• [Dataset extract]
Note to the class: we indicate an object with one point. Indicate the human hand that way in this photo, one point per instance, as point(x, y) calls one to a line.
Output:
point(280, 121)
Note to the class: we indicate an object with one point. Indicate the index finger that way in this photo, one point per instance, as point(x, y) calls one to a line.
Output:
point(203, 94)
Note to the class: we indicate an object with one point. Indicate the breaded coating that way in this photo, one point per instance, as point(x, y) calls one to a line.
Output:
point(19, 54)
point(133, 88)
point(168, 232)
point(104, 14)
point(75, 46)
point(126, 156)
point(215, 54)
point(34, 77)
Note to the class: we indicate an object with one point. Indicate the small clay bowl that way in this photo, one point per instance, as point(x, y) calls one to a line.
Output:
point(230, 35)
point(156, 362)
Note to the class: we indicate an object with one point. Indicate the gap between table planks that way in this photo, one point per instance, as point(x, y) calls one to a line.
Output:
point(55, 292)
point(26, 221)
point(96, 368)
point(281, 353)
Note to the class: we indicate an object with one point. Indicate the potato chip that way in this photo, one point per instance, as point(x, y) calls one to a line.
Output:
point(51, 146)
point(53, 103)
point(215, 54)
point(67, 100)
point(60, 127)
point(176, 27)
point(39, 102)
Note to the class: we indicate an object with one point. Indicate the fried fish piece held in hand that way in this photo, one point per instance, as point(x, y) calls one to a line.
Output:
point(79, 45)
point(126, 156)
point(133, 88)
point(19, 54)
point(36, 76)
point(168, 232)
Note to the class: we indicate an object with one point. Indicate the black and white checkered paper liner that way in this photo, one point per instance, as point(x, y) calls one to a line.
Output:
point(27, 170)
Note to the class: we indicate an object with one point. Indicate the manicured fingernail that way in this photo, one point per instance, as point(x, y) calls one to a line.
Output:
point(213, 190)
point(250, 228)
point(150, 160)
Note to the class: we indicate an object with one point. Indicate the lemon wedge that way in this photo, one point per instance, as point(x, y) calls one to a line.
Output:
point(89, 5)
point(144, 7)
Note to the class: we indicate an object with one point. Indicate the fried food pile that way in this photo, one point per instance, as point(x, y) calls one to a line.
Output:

• [Given task] Rewrite every line in full in the stretch from the start of the rows through the line containing "point(39, 102)", both ends included. Increase each coordinate in the answer points by 106.

• [Exercise solution]
Note to the class: we indicate an object with one point. Indicate the human hand that way in this photo, one point per instance, as point(x, y) calls one to a line.
Output:
point(386, 227)
Note to the class: we indicate an object with one point. Indicate the index finger that way in this photo, one point per instance, as point(x, y) calls one to a line.
Output:
point(309, 200)
Note to the class: we indicate an object with one point. Indicate the breaded coating that way in this photo, one point per instance, as point(x, y) calls one to a line.
Output:
point(125, 160)
point(239, 194)
point(274, 338)
point(210, 120)
point(181, 152)
point(232, 262)
point(321, 160)
point(140, 183)
Note to the class: we indicate an object with one point. Indicate the small clay bowl that way in this photo, one point per instance, as point(x, y) calls one to a line.
Output:
point(336, 141)
point(262, 468)
Note to the class: we indicate an object with one point. Indicate the gap between table planks that way in this photo, one point per instance, as point(x, y) calls one to a line.
Output:
point(161, 398)
point(132, 327)
point(202, 474)
point(387, 459)
Note to the class: we indicate an object with one point. Indicate the potato chip that way in this photo, one point per instance, as point(x, y) calls one to a line.
Output:
point(157, 252)
point(159, 209)
point(321, 160)
point(173, 206)
point(166, 233)
point(282, 133)
point(145, 208)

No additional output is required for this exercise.